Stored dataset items

※

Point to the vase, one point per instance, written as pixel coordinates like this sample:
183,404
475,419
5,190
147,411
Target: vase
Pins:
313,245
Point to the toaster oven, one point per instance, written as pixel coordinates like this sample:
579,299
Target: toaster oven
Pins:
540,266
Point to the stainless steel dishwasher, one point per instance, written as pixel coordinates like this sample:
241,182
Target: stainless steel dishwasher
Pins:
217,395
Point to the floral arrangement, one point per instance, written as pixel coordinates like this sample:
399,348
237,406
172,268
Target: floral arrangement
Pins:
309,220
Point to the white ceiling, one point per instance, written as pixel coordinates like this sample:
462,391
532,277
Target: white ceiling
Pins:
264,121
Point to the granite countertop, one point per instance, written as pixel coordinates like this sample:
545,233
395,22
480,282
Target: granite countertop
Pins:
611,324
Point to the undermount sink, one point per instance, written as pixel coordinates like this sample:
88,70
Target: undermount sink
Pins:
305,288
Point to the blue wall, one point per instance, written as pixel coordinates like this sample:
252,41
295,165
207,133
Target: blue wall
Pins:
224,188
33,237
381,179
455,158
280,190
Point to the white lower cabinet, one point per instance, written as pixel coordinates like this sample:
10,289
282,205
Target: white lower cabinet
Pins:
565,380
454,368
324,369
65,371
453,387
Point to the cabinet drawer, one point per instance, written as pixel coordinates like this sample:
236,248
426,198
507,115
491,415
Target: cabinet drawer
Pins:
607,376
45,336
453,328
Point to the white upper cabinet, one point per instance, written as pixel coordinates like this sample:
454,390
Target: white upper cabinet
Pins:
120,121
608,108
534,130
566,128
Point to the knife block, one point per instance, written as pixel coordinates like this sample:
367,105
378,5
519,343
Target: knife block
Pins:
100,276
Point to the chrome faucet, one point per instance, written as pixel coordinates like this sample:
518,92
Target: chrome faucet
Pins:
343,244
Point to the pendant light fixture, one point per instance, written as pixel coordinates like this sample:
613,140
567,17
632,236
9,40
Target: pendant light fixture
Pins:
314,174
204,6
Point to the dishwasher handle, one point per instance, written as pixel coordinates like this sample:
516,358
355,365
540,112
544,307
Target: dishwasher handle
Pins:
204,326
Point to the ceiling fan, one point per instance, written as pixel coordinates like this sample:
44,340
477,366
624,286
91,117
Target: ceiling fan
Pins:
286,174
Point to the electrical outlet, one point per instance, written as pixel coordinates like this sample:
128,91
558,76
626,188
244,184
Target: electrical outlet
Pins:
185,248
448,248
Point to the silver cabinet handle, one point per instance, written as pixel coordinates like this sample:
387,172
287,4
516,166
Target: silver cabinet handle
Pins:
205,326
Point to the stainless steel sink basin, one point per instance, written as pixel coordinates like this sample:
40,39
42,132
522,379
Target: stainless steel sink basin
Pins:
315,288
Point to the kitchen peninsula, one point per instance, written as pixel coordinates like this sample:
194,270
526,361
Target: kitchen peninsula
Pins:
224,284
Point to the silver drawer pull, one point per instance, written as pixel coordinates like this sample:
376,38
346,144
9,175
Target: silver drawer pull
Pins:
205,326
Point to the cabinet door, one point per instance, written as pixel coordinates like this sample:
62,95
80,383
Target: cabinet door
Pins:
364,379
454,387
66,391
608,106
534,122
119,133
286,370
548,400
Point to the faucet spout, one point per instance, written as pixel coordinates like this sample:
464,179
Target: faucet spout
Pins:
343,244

※

Print every entry exactly.

Solution =>
Point to the vase, one point per instance, written as pixel coordinates like this sample:
183,404
475,419
5,190
147,411
Target: vase
Pins:
313,245
Point to the toaster oven, one point per instance, written as pixel coordinates like this sample:
579,299
Target: toaster oven
Pins:
540,266
Point to the stainless steel dishwasher, one point per instance, written as pixel coordinates like this sample:
241,182
Target: stainless steel dishwasher
Pins:
217,395
Point to the floral arrangement, one point per instance, written as pixel coordinates like this sample:
399,348
237,406
172,268
Target: floral arrangement
Pins:
309,220
Point to the white ceiling, one point per instance, written as pixel coordinates like this sample:
462,391
532,277
Target: white ceiling
Pins:
264,121
Point to the granite countertop, one point per instance, written as pixel coordinates like this sample:
545,233
395,22
480,282
Target: granite countertop
Pins:
611,324
Point to the undermount sink, one point per instance, written as pixel coordinates like this sample:
88,70
Target: undermount sink
Pins:
305,288
Point to the blue wall, one point per instance, written as pixel coordinates like this sample:
252,41
295,165
207,133
Target: blue wall
Pins:
224,188
33,237
381,179
455,158
280,190
Point to the white lower cabinet, one point per instance, written as pixel coordinates like this sample:
10,289
282,205
Target: white lower cabinet
Pins:
565,380
454,368
324,369
65,371
453,387
Point to the cabinet drawer, one point per instance, written as pixel coordinates like this sample:
236,248
426,198
507,115
491,415
Target: cabinet drawer
Pins:
607,376
45,336
453,328
Point to the white upper cabinet, one point per instance, written as pixel coordinates like this sample:
454,390
Target: white upper cabinet
Pins:
120,121
608,108
534,130
566,128
Point to the knife block, one point per instance, written as pixel coordinates like this sample:
367,105
378,5
519,343
Target: knife block
Pins:
100,276
Point to the chrome faucet, one point per instance, written as pixel coordinates like this sample:
518,92
Target: chrome faucet
Pins:
343,244
Point to the pendant light fixture, one point per instance, written as pixel coordinates like this sample:
613,140
567,17
632,236
9,40
Target: pendant light fixture
Pins:
314,174
204,6
Point to the dishwasher handle, one point per instance, written as pixel coordinates like this sample:
516,358
355,365
540,112
544,307
Target: dishwasher handle
Pins:
204,326
Point to the ceiling fan, one point per instance, written as pixel coordinates like this sample:
44,340
477,366
624,286
91,117
Target: ceiling fan
Pins:
286,174
Point to the electrical outlet, one point per instance, written as pixel coordinates like this sample:
128,91
558,76
626,188
244,184
Target: electrical outlet
Pins:
185,248
448,248
Point to the silver cabinet handle, one point per instance, written as pixel coordinates like this sample:
387,172
287,4
516,166
Target: silver cabinet handle
Pins:
205,326
Point to the stainless steel sink basin, one point per instance, written as pixel coordinates like this sample:
40,39
42,132
522,379
Target: stainless steel sink basin
Pins:
315,288
Point to the kitchen peninsula, one point per instance, written as pixel coordinates like this sample:
194,270
526,361
Target: kitchen peninsula
Pins:
224,284
Point to the silver drawer pull, one point per instance, written as pixel coordinates like this sample:
376,38
346,144
9,175
Target: silver drawer pull
Pins:
205,326
Point to the cabinet door, one point per instance, written as pixel coordinates like this sample:
62,95
80,383
Target: cabinet door
Pins:
364,379
454,387
66,391
608,106
534,122
119,133
286,370
548,400
Point to the faucet spout, one point per instance, written as pixel coordinates like this sample:
464,179
Target: faucet spout
Pins:
343,244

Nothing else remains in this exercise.